Can you write out the lines of the records below again, switching "crossbody bag strap" to "shoulder strap" wherever it appears and changing nothing else? Leave the pictures out.

[BEGIN Working data]

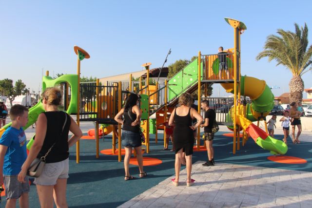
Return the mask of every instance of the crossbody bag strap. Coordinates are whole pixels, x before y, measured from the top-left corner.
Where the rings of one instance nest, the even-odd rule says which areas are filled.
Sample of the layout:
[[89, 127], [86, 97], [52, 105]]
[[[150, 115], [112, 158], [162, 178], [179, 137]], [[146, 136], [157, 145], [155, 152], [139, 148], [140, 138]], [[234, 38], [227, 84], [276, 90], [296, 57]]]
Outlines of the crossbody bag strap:
[[[65, 125], [66, 124], [66, 122], [67, 121], [67, 113], [66, 113], [65, 112], [64, 112], [64, 113], [65, 113], [65, 122], [64, 122], [64, 124], [63, 125], [63, 128], [62, 128], [62, 131], [60, 132], [60, 136], [61, 136], [62, 134], [63, 133], [63, 131], [64, 131], [64, 128], [65, 128]], [[58, 139], [58, 140], [59, 140], [59, 139]], [[57, 143], [58, 143], [58, 140], [56, 142], [54, 143], [54, 144], [53, 144], [53, 145], [52, 146], [52, 147], [51, 148], [50, 148], [50, 149], [48, 150], [48, 151], [47, 151], [47, 153], [45, 153], [44, 156], [43, 156], [40, 157], [40, 159], [41, 160], [45, 160], [45, 157], [46, 157], [48, 155], [48, 154], [49, 154], [49, 153], [50, 152], [51, 150], [52, 149], [53, 147], [54, 147], [54, 145], [55, 145], [55, 144]]]
[[[131, 108], [131, 111], [132, 111], [132, 108]], [[128, 109], [128, 115], [130, 117], [131, 120], [133, 120], [133, 117], [131, 115], [131, 113], [130, 113], [130, 109]]]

[END Working data]

- **Solution to this problem**
Return the mask of every instance of the shoulder strap. Coordinates are whole pixels, x before y, measured from the top-left corner.
Where the rings of one instance nest, the even-odd rule says which areas are filled.
Sample of the layout:
[[89, 127], [86, 97], [52, 105]]
[[[150, 115], [112, 158], [162, 178], [179, 137]], [[146, 136], [157, 145], [155, 152], [139, 148], [140, 138]], [[234, 38], [227, 84], [276, 90], [296, 57]]]
Outlines of the shoulder strap:
[[[65, 125], [66, 124], [66, 122], [67, 121], [67, 113], [66, 113], [65, 112], [64, 112], [64, 113], [65, 113], [65, 122], [64, 122], [64, 124], [63, 125], [63, 128], [62, 128], [62, 131], [60, 132], [60, 136], [61, 136], [62, 134], [63, 133], [63, 131], [64, 131], [64, 128], [65, 128]], [[58, 139], [58, 140], [59, 140], [59, 139]], [[57, 143], [58, 143], [58, 140], [56, 142], [54, 143], [54, 144], [53, 144], [53, 145], [52, 146], [52, 147], [51, 148], [50, 148], [50, 149], [48, 150], [48, 151], [47, 151], [47, 153], [45, 153], [44, 156], [43, 156], [40, 157], [40, 159], [41, 160], [45, 160], [45, 157], [46, 157], [48, 155], [48, 154], [49, 154], [49, 153], [50, 152], [51, 150], [52, 149], [53, 147], [54, 147], [54, 145], [55, 145], [55, 144]]]
[[[131, 108], [131, 111], [132, 111], [132, 108]], [[128, 109], [128, 115], [130, 117], [131, 120], [133, 120], [133, 117], [131, 115], [131, 113], [130, 113], [130, 109]]]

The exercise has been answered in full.